◆ **PROBLEM STATEMENT**: Each line below should be copied exactly as it stands.

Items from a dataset
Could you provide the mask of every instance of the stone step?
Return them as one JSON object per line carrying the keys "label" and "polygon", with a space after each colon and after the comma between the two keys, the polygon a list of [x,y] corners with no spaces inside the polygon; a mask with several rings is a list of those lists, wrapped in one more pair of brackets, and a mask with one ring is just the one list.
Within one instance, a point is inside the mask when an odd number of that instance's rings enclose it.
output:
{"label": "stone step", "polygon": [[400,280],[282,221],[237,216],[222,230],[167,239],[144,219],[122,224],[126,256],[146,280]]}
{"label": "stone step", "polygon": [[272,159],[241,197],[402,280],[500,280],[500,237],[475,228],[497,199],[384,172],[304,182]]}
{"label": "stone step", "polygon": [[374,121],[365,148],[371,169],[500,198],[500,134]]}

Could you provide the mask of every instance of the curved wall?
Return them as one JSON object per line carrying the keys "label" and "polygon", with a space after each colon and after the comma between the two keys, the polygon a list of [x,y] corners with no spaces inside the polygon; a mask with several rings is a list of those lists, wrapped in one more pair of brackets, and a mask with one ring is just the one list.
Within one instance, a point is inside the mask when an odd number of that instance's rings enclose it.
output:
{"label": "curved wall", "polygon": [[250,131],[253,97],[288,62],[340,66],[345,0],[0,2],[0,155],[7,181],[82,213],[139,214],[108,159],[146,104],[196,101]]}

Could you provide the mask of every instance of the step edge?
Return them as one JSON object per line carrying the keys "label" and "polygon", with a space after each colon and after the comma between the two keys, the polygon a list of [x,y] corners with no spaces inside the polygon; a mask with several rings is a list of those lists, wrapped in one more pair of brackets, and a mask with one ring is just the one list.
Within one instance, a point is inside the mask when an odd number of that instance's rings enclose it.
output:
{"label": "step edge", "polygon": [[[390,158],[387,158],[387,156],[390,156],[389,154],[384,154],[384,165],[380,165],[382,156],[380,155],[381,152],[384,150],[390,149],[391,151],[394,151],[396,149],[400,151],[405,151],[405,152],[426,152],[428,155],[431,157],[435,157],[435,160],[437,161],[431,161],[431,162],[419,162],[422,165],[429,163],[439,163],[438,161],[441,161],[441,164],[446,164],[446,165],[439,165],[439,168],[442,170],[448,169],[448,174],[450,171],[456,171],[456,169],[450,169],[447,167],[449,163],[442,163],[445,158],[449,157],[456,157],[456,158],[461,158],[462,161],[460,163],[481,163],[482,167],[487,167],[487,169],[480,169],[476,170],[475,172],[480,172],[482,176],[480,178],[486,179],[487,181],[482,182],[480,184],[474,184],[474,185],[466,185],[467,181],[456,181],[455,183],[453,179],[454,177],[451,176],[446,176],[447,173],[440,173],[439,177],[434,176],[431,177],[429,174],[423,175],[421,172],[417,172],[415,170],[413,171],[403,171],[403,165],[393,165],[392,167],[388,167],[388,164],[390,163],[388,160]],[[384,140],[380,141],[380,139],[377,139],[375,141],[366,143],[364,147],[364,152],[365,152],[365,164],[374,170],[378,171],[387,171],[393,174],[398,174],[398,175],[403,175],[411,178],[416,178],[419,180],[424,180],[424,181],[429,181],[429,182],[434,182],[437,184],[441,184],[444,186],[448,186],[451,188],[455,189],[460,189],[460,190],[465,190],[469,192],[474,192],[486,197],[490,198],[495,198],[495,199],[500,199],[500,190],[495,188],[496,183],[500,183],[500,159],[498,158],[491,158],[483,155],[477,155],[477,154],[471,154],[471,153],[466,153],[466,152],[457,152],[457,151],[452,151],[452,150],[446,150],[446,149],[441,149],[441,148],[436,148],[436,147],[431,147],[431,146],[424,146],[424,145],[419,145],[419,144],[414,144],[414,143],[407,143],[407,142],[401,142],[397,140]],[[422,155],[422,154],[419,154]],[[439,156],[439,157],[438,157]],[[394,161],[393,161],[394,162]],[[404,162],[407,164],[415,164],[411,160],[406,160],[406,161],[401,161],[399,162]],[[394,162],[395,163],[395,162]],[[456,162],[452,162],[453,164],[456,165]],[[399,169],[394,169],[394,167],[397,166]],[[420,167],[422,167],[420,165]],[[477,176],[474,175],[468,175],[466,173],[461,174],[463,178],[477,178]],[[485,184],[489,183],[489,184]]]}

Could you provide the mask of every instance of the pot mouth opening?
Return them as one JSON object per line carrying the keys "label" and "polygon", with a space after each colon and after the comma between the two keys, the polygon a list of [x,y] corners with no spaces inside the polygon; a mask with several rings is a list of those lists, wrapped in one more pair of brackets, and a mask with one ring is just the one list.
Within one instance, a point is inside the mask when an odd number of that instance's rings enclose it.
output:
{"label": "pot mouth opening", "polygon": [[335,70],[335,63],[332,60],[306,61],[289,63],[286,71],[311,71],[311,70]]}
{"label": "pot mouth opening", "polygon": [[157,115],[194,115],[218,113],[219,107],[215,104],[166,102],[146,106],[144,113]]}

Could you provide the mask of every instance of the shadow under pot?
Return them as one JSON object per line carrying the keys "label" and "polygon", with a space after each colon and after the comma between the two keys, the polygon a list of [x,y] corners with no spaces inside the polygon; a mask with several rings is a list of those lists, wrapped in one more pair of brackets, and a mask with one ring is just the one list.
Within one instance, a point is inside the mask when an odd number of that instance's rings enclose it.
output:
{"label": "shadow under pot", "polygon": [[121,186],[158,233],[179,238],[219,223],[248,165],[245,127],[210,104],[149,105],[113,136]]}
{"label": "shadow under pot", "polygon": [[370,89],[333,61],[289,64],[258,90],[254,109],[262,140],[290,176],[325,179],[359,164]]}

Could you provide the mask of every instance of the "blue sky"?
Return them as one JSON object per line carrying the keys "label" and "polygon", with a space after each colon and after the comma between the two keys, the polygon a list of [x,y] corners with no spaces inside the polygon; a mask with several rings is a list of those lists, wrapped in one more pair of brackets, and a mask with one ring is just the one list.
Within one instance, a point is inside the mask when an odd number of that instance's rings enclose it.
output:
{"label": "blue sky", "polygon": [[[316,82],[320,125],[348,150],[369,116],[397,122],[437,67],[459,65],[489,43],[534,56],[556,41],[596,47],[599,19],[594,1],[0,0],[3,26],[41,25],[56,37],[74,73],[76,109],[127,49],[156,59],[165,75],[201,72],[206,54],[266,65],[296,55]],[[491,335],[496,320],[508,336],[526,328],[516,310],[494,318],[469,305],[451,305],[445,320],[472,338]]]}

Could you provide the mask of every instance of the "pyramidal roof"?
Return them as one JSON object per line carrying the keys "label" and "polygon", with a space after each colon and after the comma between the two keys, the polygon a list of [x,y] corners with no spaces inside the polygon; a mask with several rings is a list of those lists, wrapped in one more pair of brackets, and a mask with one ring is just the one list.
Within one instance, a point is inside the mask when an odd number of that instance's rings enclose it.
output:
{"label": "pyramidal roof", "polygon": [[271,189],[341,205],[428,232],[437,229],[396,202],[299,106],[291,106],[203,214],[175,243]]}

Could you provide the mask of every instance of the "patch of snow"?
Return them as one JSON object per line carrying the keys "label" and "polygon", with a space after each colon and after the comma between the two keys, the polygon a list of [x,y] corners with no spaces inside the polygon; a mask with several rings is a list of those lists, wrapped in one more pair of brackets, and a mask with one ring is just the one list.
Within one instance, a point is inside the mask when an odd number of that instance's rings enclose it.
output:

◆ **WRITTEN REPLY**:
Could you provide the mask of every instance of the stone step?
Return them as one JSON object per line carrying the keys "label" and "polygon", with a space after each colon and after the comma between the two keys, the polygon a list of [x,y] corners with no spaces inside the polygon; a mask with several rings is a list of those lists, wrapped in one more pair of brackets, and a mask with one ring is just the one list.
Within one instance, a point is inside the mask when an odd number of that instance's rings enclose it.
output:
{"label": "stone step", "polygon": [[400,280],[282,221],[237,216],[222,230],[167,239],[144,219],[122,224],[126,256],[146,280]]}
{"label": "stone step", "polygon": [[272,159],[241,197],[402,280],[500,280],[500,237],[475,228],[497,199],[384,172],[304,182]]}
{"label": "stone step", "polygon": [[374,121],[365,148],[371,169],[500,198],[500,134]]}

Could you provide the mask of every instance of the curved wall?
Return them as one JSON object per line carrying the keys "label" and "polygon", with a space after each colon and after the comma between the two keys, the polygon a list of [x,y] corners with no spaces inside the polygon; a mask with several rings is a list of those lists, wrapped in one more pair of brackets, and a mask with one ring is just the one list.
Within one instance, a point is inside the mask when an odd number of that instance's rings enclose it.
output:
{"label": "curved wall", "polygon": [[250,131],[253,97],[288,62],[340,66],[345,0],[0,2],[0,155],[7,181],[82,213],[139,214],[108,159],[146,104],[196,101]]}

Could you provide the mask of every instance of the step edge?
Return them as one JSON object per line carrying the keys "label" and "polygon", with a space after each colon and after the comma between the two keys, the polygon a list of [x,y] corners with no spaces inside the polygon; a mask with several rings is a list of those lists, wrapped in one more pair of brackets, and a mask with one ring is just the one list.
Within one instance, a point is inside the mask when an odd number of that instance's rings enclose it.
output:
{"label": "step edge", "polygon": [[[390,158],[387,158],[387,156],[390,156],[389,154],[384,154],[384,165],[380,165],[382,156],[380,155],[381,152],[384,150],[390,149],[391,151],[394,151],[396,149],[400,151],[405,151],[405,152],[426,152],[428,155],[431,157],[435,157],[435,160],[437,161],[431,161],[431,162],[419,162],[422,165],[429,163],[439,163],[438,161],[441,161],[441,164],[446,164],[446,165],[439,165],[439,168],[442,170],[448,169],[448,174],[450,171],[456,171],[456,169],[450,169],[447,167],[449,163],[442,163],[445,158],[449,157],[456,157],[456,158],[461,158],[462,161],[460,163],[481,163],[482,167],[487,167],[487,169],[480,169],[476,170],[475,172],[480,172],[482,176],[480,178],[486,179],[487,181],[482,182],[480,184],[474,184],[474,185],[466,185],[467,181],[456,181],[455,183],[453,179],[454,177],[451,176],[446,176],[447,173],[440,173],[439,177],[434,176],[431,177],[429,174],[423,175],[421,172],[417,172],[415,170],[413,171],[403,171],[403,165],[393,165],[392,167],[388,167],[388,164],[390,163],[388,160]],[[384,140],[380,141],[380,139],[377,139],[375,141],[366,143],[364,147],[364,152],[365,152],[365,164],[374,170],[378,171],[387,171],[393,174],[398,174],[398,175],[403,175],[411,178],[416,178],[419,180],[424,180],[424,181],[429,181],[429,182],[434,182],[437,184],[441,184],[444,186],[448,186],[451,188],[455,189],[460,189],[460,190],[465,190],[469,192],[474,192],[486,197],[490,198],[495,198],[495,199],[500,199],[500,190],[495,188],[496,183],[500,183],[500,159],[498,158],[491,158],[483,155],[477,155],[477,154],[471,154],[471,153],[466,153],[466,152],[457,152],[457,151],[452,151],[452,150],[446,150],[446,149],[441,149],[441,148],[436,148],[436,147],[431,147],[431,146],[424,146],[424,145],[419,145],[419,144],[414,144],[414,143],[407,143],[407,142],[401,142],[397,140]],[[422,155],[422,154],[419,154]],[[439,156],[439,157],[438,157]],[[394,161],[393,161],[394,162]],[[404,162],[407,164],[415,164],[411,160],[406,160],[406,161],[401,161],[399,162]],[[394,162],[395,163],[395,162]],[[456,162],[452,162],[453,164],[456,165]],[[399,169],[394,169],[394,167],[397,166]],[[420,167],[422,167],[420,165]],[[477,176],[474,175],[468,175],[466,173],[461,174],[463,178],[477,178]],[[485,184],[489,183],[489,184]]]}

Could you provide the mask of every instance of the pot mouth opening?
Return them as one JSON object per line carrying the keys "label" and "polygon", with a space after each colon and after the comma between the two keys, the polygon a list of [x,y] corners with no spaces inside the polygon; a mask with several rings is a list of those lists, wrapped in one more pair of brackets, and a mask with one ring is just the one list.
Within one instance, a point is inside the mask when an odd number of that instance's rings enclose it.
output:
{"label": "pot mouth opening", "polygon": [[335,70],[335,63],[332,60],[306,61],[289,63],[286,71],[311,71],[311,70]]}
{"label": "pot mouth opening", "polygon": [[157,115],[194,115],[218,113],[219,107],[215,104],[166,102],[146,106],[144,113]]}

Could you provide the mask of every instance of the shadow under pot?
Return them as one JSON object per line carrying the keys "label" and "polygon", with a space after each colon and after the comma between the two keys, the polygon a list of [x,y] corners with no spaces inside the polygon; a mask with several rings is a list of those lists, wrapped in one more pair of brackets, and a mask with one ring is just the one list.
Within one instance, a point is inside the mask when an odd number of that instance's rings enclose it.
output:
{"label": "shadow under pot", "polygon": [[121,186],[158,233],[179,238],[219,223],[248,165],[245,127],[210,104],[149,105],[113,136]]}
{"label": "shadow under pot", "polygon": [[370,89],[333,61],[289,64],[258,90],[254,109],[262,140],[290,176],[325,179],[359,164]]}

Could you provide the mask of every instance of the "blue sky"?
Return them as one JSON object per line carrying the keys "label" and "polygon", with a space after each colon and after the comma between the two keys, the polygon a list of [x,y] corners with no spaces inside the polygon; a mask with several rings is a list of those lists, wrapped in one more pair of brackets, and a mask with one ring is just the one list.
Within one instance, a point is inside the mask when an odd number of that instance's rings enclose it.
output:
{"label": "blue sky", "polygon": [[[316,82],[320,125],[348,150],[369,116],[397,122],[437,67],[459,65],[489,43],[534,56],[556,41],[596,47],[599,19],[594,1],[0,0],[3,26],[41,25],[56,37],[74,73],[76,109],[127,49],[156,59],[165,75],[201,72],[206,54],[266,65],[296,55]],[[491,335],[496,320],[508,336],[526,328],[516,310],[494,318],[469,305],[451,305],[445,320],[472,338]]]}

Could you provide the mask of every instance of the "pyramidal roof"?
Return them as one JSON object per line carrying the keys "label" and "polygon", with a space after each colon and after the comma between the two keys, the polygon a list of [x,y] corners with no spaces inside the polygon; a mask with several rings is a list of those lists, wrapped in one more pair of brackets, and a mask with one ring is just the one list.
Within one instance, a point is inside the mask when an odd number of that instance's rings enclose it.
output:
{"label": "pyramidal roof", "polygon": [[271,189],[341,205],[428,232],[437,229],[396,202],[299,106],[291,106],[203,214],[175,243]]}

Could you provide the mask of every instance of the "patch of snow"?
Return them as one JSON object per line carrying the keys "label" and "polygon", with a space after each colon and after the comma between the two keys, the polygon a list of [x,y] corners with no spaces inside the polygon; a mask with several rings is a list of those lists, wrapped in one more pair of brackets, and a mask with one ring is just the one list.
Within one instance, a point is inside the mask when an odd number of that instance's rings enclose it.
output:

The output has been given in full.